TASK DETAILS: Format each line of the entries below as a JSON list of strings, one string per line, skipping blank lines. Leave the pictures out of your answer.

* BEGIN STORED ROWS *

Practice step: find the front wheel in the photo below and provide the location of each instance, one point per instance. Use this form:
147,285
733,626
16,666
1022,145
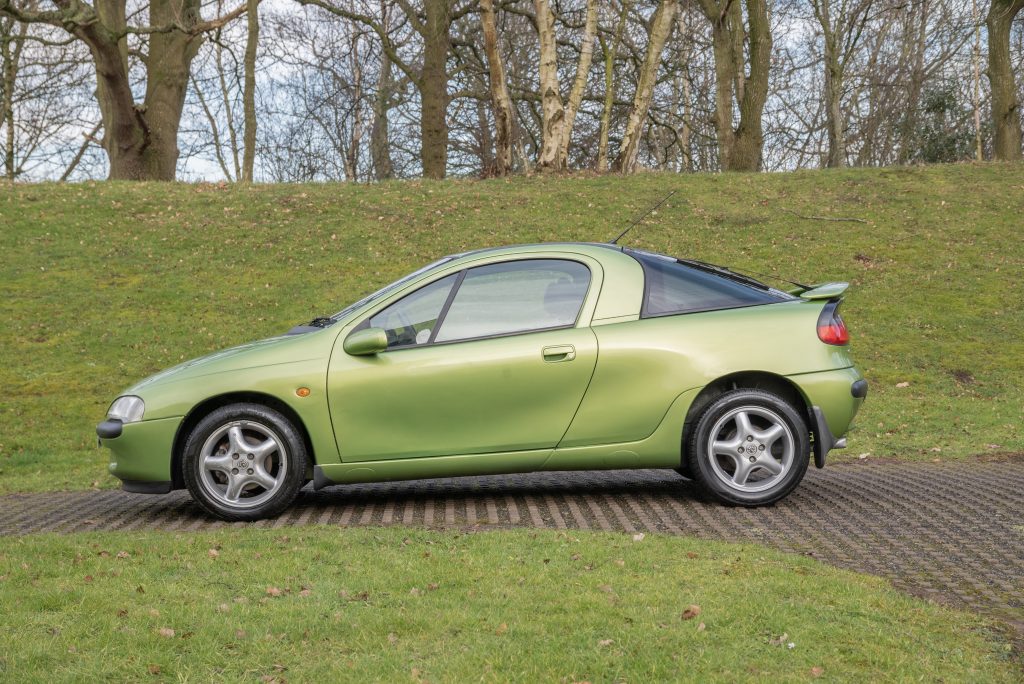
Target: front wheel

* END STORED ROWS *

CORRECT RESPONSE:
[
  "Practice step: find the front wheel in the photo below and provide the location of each instance, one point per instance. Use this form:",
  "147,285",
  "733,626",
  "16,666",
  "1022,145",
  "Target: front wheel"
]